-- Start Material --

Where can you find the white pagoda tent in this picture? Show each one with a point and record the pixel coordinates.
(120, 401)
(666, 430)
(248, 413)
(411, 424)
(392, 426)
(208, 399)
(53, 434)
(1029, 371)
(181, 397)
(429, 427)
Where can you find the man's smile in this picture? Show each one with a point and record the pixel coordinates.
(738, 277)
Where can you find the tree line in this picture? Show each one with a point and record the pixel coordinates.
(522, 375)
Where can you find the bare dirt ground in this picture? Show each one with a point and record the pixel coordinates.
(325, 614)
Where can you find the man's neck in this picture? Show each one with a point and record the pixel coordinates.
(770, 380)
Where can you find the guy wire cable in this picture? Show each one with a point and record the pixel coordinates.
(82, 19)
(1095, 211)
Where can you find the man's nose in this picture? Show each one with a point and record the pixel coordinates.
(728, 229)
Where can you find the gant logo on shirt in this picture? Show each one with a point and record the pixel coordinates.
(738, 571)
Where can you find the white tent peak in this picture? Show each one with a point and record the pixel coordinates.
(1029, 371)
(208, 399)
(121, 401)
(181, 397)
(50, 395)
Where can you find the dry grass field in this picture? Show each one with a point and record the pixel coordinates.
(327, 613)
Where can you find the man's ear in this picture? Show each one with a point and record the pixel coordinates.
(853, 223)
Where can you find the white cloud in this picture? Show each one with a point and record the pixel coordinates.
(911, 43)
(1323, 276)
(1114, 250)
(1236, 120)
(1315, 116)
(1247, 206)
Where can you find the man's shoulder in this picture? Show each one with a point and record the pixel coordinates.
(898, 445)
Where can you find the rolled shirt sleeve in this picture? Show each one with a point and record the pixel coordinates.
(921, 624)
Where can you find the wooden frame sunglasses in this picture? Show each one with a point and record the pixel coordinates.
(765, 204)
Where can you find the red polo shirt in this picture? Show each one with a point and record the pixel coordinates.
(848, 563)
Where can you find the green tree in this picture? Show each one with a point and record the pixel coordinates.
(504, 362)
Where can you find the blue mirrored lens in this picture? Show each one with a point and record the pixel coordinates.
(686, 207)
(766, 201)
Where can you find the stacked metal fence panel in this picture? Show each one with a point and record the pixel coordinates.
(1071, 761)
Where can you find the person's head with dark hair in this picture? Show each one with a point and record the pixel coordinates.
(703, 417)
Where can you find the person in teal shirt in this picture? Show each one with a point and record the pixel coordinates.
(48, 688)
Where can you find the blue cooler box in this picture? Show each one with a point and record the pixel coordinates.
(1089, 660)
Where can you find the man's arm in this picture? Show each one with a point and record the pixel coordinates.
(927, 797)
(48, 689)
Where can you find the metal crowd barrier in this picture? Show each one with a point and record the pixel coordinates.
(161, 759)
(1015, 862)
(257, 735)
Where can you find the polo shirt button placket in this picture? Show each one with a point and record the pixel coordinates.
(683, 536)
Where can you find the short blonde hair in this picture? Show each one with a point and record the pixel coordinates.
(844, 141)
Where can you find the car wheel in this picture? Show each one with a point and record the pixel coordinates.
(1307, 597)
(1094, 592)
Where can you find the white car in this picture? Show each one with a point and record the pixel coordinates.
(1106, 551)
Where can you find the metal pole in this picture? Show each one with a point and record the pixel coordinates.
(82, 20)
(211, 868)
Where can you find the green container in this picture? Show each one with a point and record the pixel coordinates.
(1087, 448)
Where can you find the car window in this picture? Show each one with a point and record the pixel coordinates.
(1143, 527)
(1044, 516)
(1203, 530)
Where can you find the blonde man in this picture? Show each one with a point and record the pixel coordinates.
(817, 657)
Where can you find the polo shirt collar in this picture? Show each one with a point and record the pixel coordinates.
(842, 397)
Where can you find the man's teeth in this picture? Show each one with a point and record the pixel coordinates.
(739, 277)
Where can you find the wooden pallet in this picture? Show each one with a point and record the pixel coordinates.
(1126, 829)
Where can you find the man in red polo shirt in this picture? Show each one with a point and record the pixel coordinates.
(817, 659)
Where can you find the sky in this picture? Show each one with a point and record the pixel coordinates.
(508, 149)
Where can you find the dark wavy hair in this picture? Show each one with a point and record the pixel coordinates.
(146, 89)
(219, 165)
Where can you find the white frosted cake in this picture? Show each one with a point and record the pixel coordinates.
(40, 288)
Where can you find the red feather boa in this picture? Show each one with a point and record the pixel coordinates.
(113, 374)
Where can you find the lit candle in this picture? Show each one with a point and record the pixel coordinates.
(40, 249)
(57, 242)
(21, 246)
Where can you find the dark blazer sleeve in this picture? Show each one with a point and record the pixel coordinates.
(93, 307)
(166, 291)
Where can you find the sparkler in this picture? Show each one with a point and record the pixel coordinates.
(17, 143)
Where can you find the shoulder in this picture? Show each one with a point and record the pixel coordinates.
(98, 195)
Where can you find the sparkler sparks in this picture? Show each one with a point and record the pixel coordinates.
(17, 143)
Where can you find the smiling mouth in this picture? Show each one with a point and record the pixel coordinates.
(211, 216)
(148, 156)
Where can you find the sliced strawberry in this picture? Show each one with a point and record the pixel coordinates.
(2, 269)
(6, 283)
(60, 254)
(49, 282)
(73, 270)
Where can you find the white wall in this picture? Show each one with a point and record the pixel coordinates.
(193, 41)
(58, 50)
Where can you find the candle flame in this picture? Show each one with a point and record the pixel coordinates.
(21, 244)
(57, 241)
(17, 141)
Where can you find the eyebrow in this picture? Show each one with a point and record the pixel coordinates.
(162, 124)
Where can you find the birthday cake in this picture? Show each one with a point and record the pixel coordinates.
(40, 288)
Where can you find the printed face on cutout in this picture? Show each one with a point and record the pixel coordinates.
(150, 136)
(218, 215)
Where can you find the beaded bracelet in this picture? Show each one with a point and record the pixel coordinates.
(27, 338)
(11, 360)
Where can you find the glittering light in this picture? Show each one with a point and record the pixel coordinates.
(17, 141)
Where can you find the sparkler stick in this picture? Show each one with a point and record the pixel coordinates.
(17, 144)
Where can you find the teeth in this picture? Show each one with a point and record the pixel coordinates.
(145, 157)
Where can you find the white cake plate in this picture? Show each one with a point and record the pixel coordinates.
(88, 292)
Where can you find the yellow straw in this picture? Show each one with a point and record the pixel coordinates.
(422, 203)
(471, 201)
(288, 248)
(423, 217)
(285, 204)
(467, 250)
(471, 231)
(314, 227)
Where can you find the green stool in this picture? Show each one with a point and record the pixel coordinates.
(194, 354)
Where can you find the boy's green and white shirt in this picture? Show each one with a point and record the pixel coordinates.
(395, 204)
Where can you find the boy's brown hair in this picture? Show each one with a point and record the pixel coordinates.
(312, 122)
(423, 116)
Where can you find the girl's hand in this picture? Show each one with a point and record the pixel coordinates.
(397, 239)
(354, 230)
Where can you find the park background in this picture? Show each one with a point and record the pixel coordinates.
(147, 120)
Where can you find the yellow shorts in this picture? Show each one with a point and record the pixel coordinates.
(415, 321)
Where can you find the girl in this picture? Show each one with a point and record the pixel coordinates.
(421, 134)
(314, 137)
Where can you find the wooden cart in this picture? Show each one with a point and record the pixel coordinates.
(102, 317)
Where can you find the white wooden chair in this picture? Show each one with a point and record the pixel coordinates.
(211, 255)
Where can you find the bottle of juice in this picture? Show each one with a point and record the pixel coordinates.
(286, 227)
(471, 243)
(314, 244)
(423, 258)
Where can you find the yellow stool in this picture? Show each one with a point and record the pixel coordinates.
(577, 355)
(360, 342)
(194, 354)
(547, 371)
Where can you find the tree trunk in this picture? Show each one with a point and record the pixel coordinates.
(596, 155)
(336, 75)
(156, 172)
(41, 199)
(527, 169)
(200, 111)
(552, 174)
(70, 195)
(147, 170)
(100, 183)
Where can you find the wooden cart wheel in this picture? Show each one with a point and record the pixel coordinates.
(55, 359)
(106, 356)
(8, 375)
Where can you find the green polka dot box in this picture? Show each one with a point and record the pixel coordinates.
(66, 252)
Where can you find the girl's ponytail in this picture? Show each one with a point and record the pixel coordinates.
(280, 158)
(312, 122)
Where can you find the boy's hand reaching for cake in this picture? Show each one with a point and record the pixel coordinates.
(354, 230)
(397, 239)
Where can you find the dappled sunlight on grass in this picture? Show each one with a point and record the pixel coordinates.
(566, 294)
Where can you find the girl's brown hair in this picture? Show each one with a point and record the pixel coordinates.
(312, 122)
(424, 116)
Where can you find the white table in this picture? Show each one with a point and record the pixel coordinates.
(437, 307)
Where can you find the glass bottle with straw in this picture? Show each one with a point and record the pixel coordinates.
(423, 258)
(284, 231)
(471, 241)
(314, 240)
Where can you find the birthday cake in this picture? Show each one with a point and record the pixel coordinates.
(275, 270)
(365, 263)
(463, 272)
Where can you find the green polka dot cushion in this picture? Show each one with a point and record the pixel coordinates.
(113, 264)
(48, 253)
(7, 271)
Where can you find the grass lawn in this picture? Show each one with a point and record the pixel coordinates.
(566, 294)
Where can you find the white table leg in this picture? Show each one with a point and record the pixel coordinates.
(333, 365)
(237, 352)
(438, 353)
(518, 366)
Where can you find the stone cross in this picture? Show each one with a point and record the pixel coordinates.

-- End Material --

Goal — Starting with the line that contains "Where can you find the girl's brown", write out each line through the end of the listing, exactly as it appears, and include nothing else.

Full response —
Where can you find the girl's brown hair in this picture? Show each one with a point and record the pixel coordinates.
(312, 122)
(424, 116)
Where can you find the white table in this picture? Show each one with a point and record the pixel coordinates.
(437, 307)
Where can you find the glass bottle with straw in this picture? Show each one with a point and record the pixel coordinates.
(423, 258)
(284, 231)
(471, 241)
(314, 240)
Where can you find the birthday cake in this picture? Show each one with a point and record the pixel coordinates.
(275, 270)
(365, 263)
(463, 272)
Where can you find the green polka dot cushion in this picture? Show each one with a point and record the pixel coordinates.
(113, 264)
(48, 253)
(7, 271)
Where can you find the grass lawn in this picture? Show each one with a point and record the pixel coordinates.
(566, 294)
Where can you find the white table leg in this picture? Show each one with a point and record the pixel coordinates.
(333, 365)
(237, 352)
(438, 353)
(518, 366)
Where can you find the stone cross in this picture? Show each one with a point and record the pixel coordinates.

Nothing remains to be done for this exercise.